Count the lines of the listing below that contain the word "antenna", matching case exactly. Give only the number.
---------- Stored rows ----------
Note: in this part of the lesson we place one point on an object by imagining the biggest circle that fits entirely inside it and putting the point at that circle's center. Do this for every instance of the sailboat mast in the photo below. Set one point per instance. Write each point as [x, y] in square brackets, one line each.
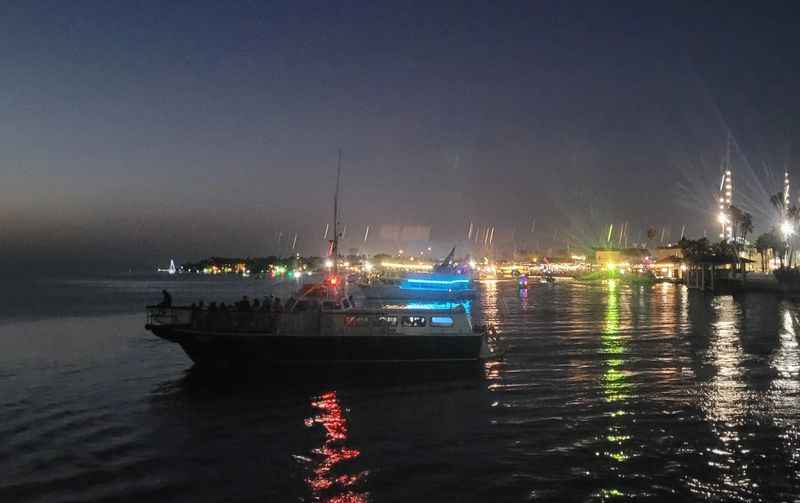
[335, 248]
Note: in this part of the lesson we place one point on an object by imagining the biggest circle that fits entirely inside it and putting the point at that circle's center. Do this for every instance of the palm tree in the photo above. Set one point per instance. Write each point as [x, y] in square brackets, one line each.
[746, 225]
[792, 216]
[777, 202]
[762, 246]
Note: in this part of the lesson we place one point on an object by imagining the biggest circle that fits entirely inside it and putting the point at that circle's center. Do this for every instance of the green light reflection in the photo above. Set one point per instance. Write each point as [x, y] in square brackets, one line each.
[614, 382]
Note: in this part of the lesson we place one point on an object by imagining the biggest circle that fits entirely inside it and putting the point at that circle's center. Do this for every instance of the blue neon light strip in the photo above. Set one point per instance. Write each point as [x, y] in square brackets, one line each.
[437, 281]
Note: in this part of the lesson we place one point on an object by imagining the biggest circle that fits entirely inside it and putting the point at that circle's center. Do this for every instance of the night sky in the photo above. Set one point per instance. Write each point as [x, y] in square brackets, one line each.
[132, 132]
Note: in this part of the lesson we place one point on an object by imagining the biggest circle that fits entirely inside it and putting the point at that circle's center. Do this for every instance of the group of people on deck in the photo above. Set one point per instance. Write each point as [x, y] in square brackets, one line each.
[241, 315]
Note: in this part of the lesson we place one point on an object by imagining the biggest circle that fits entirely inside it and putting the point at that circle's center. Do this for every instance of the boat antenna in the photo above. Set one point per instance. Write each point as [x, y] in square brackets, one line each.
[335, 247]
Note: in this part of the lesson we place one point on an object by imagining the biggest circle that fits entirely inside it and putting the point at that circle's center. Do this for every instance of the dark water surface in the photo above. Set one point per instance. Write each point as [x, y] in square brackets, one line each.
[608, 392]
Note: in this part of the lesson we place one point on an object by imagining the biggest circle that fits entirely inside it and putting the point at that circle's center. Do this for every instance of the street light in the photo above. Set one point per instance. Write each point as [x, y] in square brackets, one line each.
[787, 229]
----------
---------- Stored rows ----------
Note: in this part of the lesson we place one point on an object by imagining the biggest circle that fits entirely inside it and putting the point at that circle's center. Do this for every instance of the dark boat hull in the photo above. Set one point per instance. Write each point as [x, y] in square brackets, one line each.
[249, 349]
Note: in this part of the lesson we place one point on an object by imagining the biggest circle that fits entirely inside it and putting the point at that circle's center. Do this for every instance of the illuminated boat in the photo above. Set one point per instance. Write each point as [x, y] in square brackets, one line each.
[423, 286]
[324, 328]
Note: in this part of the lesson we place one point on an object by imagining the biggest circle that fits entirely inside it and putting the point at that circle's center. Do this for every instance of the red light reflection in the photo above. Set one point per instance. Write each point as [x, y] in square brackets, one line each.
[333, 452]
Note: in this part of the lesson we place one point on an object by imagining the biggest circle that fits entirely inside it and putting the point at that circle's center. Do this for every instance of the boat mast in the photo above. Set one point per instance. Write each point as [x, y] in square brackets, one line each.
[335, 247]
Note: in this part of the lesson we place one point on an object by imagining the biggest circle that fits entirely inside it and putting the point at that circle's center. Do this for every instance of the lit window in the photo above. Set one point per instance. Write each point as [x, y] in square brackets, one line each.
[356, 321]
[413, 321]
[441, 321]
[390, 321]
----------
Answer to the exercise ▸ 1